--- DIRECTIONS FOR THIS TASK ---
Everything from the line with "Tag one point on every instance of the woman in" to the end of the data is to be retyped exactly, and nothing else.

-- -- --

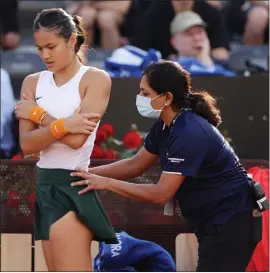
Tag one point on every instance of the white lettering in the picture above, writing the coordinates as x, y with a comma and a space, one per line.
116, 248
175, 160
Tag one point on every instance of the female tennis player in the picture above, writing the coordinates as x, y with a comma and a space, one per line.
59, 112
199, 169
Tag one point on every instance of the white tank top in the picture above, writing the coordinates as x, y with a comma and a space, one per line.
61, 102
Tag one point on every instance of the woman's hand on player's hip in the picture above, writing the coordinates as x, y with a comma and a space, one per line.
90, 181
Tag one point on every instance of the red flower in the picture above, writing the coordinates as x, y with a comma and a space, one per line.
100, 136
17, 157
111, 154
108, 128
132, 140
97, 152
13, 199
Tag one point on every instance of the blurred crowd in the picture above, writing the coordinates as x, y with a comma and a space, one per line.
196, 33
169, 26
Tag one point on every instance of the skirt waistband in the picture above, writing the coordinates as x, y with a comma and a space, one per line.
55, 176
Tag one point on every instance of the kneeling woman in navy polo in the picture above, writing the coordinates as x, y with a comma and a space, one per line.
200, 169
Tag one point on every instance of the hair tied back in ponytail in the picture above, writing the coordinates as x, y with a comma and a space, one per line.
81, 37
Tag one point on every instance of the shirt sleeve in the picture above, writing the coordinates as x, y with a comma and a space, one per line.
152, 139
186, 153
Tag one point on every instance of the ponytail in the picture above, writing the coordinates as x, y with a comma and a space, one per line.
204, 105
81, 37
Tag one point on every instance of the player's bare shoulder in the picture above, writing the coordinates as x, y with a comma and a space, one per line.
30, 83
96, 77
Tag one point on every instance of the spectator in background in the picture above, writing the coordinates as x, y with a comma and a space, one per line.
108, 15
190, 40
153, 31
9, 38
249, 20
7, 109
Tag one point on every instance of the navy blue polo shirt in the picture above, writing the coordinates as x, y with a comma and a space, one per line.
216, 186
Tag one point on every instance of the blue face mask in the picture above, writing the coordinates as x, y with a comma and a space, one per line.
145, 108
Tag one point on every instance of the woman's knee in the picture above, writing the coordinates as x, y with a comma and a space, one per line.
70, 244
47, 254
107, 19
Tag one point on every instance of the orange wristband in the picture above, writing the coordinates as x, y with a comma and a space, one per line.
58, 129
36, 113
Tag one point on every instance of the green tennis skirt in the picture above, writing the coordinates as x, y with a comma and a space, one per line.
55, 197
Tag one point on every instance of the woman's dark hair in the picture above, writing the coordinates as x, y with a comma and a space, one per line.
168, 76
61, 22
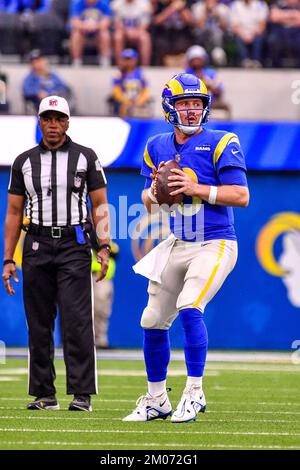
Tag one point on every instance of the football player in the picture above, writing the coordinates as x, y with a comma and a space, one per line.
190, 266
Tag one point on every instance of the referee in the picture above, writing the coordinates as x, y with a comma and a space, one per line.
51, 183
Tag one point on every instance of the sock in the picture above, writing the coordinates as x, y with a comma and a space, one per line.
157, 388
156, 354
195, 341
197, 381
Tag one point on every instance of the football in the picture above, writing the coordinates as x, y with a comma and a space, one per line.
162, 190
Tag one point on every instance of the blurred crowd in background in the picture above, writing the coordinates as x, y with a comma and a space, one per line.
246, 33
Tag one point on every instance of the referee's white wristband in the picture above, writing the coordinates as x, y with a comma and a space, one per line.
213, 192
151, 196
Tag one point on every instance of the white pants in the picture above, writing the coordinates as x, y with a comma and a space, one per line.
193, 275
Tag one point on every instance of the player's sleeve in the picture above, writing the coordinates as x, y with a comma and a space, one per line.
16, 182
228, 153
233, 175
149, 161
95, 175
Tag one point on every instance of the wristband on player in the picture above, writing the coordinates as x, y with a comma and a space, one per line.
151, 196
106, 246
8, 261
213, 192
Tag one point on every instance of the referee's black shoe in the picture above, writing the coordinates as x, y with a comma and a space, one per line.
44, 403
81, 403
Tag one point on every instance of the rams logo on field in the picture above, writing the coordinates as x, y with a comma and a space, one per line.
287, 266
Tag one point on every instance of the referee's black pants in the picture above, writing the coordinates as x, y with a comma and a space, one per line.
58, 272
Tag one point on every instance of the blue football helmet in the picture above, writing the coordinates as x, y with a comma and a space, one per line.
180, 86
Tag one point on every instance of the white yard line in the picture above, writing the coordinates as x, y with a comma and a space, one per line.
157, 431
203, 421
145, 446
212, 402
213, 356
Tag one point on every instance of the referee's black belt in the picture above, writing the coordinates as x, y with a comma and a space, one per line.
52, 232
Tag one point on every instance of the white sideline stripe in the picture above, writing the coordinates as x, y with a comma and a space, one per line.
6, 408
213, 402
213, 356
217, 420
212, 369
113, 372
148, 444
157, 431
5, 378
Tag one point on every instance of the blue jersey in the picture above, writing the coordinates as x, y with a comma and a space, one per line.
202, 156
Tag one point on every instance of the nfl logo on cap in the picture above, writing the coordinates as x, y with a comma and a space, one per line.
54, 103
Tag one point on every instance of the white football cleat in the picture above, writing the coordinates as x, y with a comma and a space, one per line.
149, 408
192, 402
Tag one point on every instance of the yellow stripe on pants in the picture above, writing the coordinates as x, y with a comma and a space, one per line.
212, 276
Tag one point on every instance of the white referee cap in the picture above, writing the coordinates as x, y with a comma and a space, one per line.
54, 103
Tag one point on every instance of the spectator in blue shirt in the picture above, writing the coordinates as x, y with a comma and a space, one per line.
41, 6
130, 93
10, 27
90, 21
8, 6
41, 82
42, 26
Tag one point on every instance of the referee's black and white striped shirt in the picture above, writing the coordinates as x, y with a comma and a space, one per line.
56, 183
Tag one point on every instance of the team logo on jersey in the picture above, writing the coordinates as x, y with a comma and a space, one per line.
203, 147
287, 265
98, 165
77, 182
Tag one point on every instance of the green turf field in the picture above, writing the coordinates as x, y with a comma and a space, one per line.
249, 406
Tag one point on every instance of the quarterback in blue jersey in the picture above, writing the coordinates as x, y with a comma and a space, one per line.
187, 269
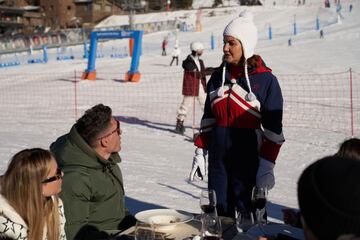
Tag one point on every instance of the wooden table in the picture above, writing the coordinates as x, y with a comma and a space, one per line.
190, 229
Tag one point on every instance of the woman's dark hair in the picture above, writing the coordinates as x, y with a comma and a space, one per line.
94, 122
350, 149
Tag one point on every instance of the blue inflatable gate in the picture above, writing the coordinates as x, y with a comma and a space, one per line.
133, 74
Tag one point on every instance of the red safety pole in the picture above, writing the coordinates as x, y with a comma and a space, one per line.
351, 105
75, 95
193, 125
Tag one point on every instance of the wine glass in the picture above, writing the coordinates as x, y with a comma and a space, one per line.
208, 202
244, 220
258, 199
211, 227
144, 231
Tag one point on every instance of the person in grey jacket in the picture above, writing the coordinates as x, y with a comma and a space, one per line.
93, 189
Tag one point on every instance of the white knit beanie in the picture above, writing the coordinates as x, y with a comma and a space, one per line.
243, 29
196, 46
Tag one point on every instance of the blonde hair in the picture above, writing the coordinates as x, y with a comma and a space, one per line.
21, 185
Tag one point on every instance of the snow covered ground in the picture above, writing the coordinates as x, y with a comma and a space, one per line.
36, 100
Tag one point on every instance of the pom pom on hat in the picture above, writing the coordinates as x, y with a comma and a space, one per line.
243, 29
196, 46
329, 197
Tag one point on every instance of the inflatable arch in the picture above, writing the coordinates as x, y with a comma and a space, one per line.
133, 74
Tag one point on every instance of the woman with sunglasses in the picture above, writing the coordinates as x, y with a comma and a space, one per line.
29, 204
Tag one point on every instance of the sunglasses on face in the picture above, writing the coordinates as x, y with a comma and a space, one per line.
57, 176
117, 130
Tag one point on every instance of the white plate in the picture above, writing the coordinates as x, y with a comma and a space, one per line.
164, 219
273, 229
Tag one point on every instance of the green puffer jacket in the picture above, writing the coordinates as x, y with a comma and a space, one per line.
92, 190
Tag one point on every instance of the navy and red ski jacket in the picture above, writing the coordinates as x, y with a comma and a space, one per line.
263, 116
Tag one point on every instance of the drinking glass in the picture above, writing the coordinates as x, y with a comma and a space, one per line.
258, 199
208, 201
144, 231
210, 227
244, 220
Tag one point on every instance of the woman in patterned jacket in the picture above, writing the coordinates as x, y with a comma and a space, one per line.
29, 204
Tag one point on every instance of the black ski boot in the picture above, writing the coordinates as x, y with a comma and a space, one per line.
180, 127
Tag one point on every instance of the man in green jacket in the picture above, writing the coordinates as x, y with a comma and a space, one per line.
92, 190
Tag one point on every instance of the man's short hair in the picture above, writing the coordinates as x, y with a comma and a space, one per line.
94, 122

-- -- --

--- WRITTEN RESPONSE ---
Tag one point on every instance of the woman in patterned jacket in the picture above, writing the coordinates as x, y with a comma and a space, one per line.
29, 204
Tag one point on every instance of the black ski boot in the picture above, writing the coordinates as x, y with a comma and a space, one per line.
180, 127
Tag one point on every instance of the man in green jacket in the picture above, writing the coordinates as x, y with a comma and a space, one per line.
92, 190
Tag one point on every instance of the man's short hair in the picture above, writing the coordinates as x, y with a comma and a space, one per line.
94, 122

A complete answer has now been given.